Write out, word for word, the part of the AArch64 patch note below that starts at "If we know the" and stops after "(vector_width == SVE_SCALABLE)".

■ Page text
============

From 2d56d6ba9c2ebceb8865a65c0fd2657773abf76b Mon Sep 17 00:00:00 2001
From: Kyrylo Tkachov <kyrylo.tkachov@arm.com>
Date: Fri, 7 Dec 2018 16:48:39 +0000
Subject: [PATCH] [AArch64][1/2] Implement TARGET_ESTIMATED_POLY_VALUE

The hook TARGET_ESTIMATED_POLY_VALUE allows a target to give an estimate for a poly_int run-time value.
It is used exclusively in tuning decisions, things like estimated loop iterations, probabilities etc.
It is not relied on for correctness.

If we know the SVE width implemented in hardware we can make more more
informed decisions in the implementation of TARGET_ESTIMATED_POLY_VALUE,
even when compiling for VLA vectorisation.

This patch adds an sve_width field to our tuning structs and sets it for
the current CPU tunings.

A new value is introduced to the aarch64_sve_vector_bits_enum enum that indicates
that SVE is not available: SVE_NOT_IMPLEMENTED. I set it to the same value as SVE_SCALABLE
so that parts of the aarch64 backend that follow the pattern:
if (vector_width == SVE_SCALABLE)
  do_vla_friendly_action ()
else
  assume_specific_width_for_correctness ()

continue to work without change, but the CPU tuning structs can use a more
appropriate moniker for indicating the absence of SVE.

This sets sve_width to SVE_NOT_IMPLEMENTED for all cores.
I aim to add an -moverride switch in the next patch that allows a power user to experiment
with different values of it for investigations.

	* config/aarch64/aarch64-opts.h (aarch64_sve_vector_bits_enum):
	Add SVE_NOT_IMPLEMENTED value.
	* config/aarch64/aarch64-protos.h (struct tune_params): Add sve_width
	field.

============

■ Supplied data
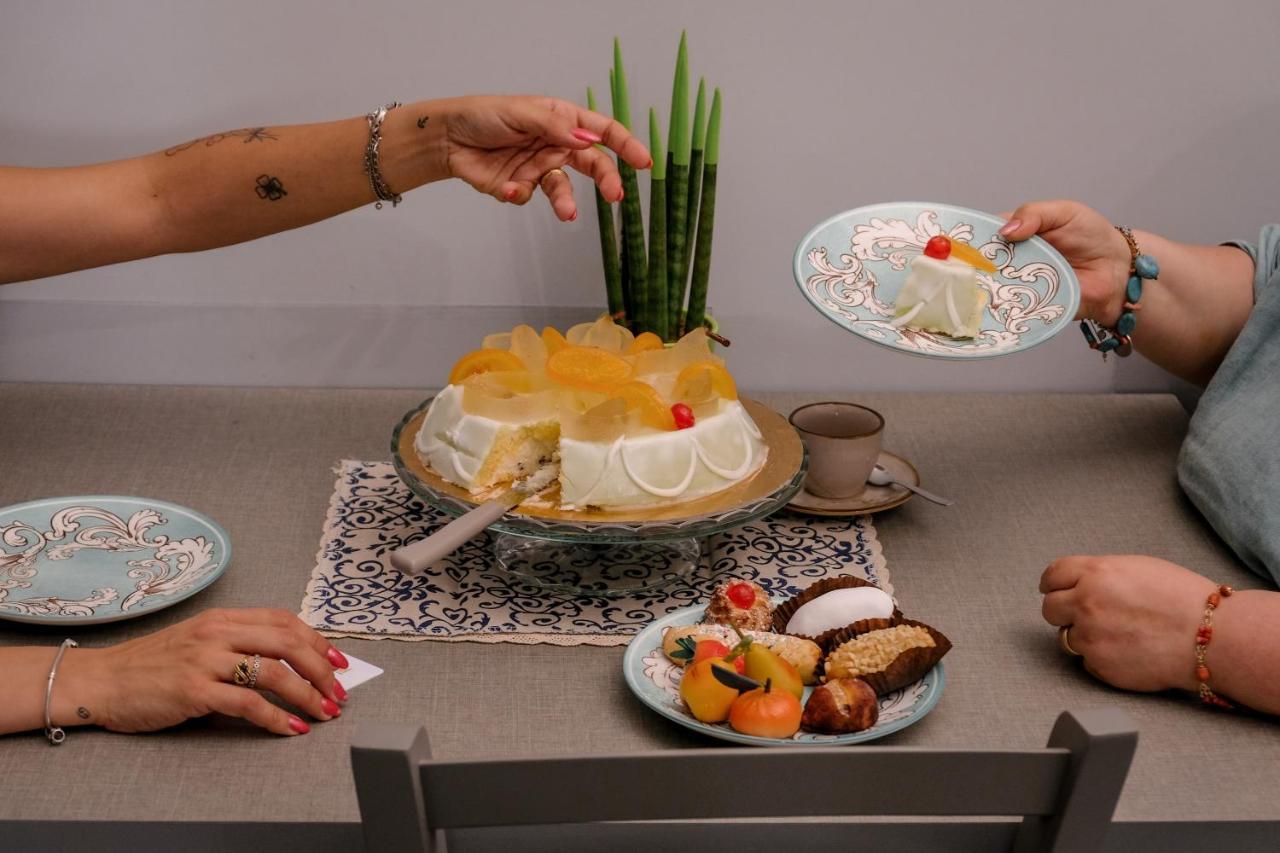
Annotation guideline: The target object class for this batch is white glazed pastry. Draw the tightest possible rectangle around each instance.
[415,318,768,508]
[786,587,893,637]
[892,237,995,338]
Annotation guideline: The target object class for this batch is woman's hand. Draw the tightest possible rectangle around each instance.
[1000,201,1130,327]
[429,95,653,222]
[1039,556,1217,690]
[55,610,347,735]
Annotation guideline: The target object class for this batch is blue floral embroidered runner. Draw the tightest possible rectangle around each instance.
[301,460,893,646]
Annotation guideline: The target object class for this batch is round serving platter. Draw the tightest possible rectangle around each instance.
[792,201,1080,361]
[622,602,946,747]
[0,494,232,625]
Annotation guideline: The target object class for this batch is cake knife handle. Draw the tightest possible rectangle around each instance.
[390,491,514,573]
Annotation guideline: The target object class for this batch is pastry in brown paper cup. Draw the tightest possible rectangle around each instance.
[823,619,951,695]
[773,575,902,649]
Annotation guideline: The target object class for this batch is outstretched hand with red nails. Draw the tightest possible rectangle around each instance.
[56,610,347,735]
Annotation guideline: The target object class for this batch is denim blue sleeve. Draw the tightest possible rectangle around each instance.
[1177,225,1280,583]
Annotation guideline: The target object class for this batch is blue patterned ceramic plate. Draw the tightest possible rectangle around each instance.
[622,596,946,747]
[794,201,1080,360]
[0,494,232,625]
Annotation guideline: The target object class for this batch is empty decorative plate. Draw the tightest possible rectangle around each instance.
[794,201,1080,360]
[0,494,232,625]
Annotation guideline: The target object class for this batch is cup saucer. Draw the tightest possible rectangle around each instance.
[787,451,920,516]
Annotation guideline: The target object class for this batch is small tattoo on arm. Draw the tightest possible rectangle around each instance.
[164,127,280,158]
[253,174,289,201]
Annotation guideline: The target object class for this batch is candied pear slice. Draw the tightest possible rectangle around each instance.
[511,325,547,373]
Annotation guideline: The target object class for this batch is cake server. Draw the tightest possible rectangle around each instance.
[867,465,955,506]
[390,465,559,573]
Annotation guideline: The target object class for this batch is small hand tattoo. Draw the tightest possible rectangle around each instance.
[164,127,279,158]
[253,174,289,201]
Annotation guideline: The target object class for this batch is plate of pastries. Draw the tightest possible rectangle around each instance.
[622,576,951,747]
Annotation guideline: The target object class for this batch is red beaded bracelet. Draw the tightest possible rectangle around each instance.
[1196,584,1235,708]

============

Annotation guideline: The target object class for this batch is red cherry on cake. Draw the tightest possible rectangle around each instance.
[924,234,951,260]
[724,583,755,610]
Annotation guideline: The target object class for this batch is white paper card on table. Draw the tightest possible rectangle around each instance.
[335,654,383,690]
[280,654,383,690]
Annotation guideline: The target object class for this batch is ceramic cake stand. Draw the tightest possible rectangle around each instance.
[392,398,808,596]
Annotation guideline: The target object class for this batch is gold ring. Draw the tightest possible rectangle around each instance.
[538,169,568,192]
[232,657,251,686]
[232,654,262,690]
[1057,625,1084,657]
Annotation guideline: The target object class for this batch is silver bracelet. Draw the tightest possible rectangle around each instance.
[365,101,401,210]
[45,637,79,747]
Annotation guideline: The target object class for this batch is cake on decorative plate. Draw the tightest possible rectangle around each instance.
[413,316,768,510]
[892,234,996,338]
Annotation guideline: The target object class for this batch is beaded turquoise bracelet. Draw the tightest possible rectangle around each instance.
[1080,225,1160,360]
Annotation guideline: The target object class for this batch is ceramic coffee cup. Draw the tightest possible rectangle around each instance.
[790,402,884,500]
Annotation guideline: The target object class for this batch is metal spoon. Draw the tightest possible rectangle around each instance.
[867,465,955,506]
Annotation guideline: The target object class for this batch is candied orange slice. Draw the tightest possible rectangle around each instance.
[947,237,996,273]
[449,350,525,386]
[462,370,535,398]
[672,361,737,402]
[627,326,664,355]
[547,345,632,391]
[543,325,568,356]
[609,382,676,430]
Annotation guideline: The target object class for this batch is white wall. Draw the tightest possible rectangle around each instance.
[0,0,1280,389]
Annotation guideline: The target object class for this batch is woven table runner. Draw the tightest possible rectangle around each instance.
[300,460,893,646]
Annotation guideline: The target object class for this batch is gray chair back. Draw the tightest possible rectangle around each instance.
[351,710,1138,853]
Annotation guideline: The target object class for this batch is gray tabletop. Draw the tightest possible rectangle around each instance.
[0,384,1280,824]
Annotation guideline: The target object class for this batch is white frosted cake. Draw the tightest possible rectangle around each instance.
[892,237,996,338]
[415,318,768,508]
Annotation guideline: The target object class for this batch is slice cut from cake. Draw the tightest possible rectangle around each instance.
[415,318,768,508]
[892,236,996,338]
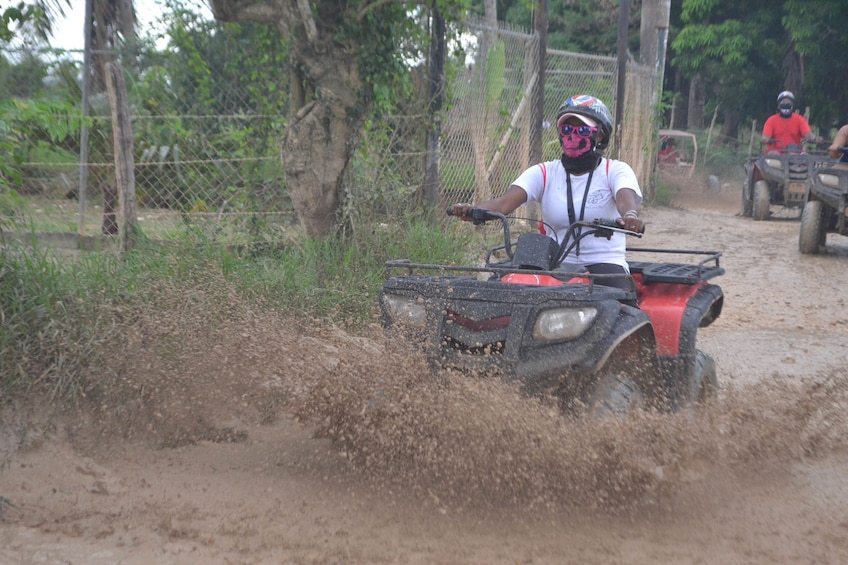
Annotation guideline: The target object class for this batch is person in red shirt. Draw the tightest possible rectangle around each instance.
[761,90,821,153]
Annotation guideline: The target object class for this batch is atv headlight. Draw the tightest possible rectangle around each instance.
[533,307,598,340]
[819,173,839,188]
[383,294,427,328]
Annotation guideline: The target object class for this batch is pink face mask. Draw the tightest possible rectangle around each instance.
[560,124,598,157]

============

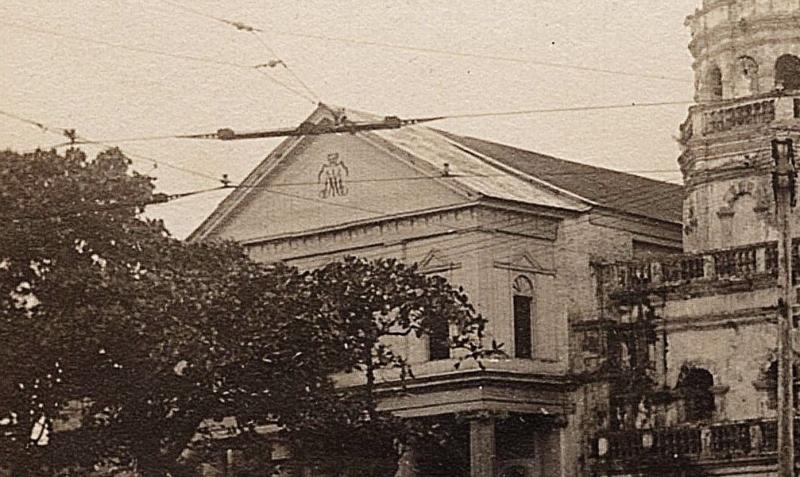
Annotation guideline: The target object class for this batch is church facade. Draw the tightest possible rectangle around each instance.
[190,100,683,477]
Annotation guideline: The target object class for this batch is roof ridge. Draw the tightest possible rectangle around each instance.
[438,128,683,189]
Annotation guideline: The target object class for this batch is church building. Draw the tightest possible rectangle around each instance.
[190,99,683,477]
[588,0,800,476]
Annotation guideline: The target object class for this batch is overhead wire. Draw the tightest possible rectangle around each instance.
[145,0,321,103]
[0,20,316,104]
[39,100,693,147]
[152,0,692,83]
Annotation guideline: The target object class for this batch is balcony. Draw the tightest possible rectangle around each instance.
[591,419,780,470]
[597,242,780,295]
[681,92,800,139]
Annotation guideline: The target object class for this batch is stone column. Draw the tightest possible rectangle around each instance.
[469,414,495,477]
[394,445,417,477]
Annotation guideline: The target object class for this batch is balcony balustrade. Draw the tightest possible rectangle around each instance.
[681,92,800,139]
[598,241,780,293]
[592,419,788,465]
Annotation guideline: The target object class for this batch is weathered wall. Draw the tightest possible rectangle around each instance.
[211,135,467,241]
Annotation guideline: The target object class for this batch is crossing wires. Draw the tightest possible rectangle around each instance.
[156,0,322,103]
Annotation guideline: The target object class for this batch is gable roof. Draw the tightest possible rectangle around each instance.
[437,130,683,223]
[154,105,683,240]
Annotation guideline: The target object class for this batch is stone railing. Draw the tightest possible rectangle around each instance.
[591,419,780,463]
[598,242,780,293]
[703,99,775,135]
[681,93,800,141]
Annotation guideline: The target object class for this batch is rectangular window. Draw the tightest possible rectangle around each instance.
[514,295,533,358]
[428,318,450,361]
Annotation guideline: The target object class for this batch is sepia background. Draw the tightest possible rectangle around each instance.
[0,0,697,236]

============

■ Task answer
If we know the SVE width implemented in hardware we can make more more
informed decisions in the implementation of TARGET_ESTIMATED_POLY_VALUE,
even when compiling for VLA vectorisation.

This patch adds an sve_width field to our tuning structs and sets it for
the current CPU tunings.

A new value is introduced to the aarch64_sve_vector_bits_enum enum that indicates
that SVE is not available: SVE_NOT_IMPLEMENTED. I set it to the same value as SVE_SCALABLE
so that parts of the aarch64 backend that follow the pattern:
if (vector_width == SVE_SCALABLE)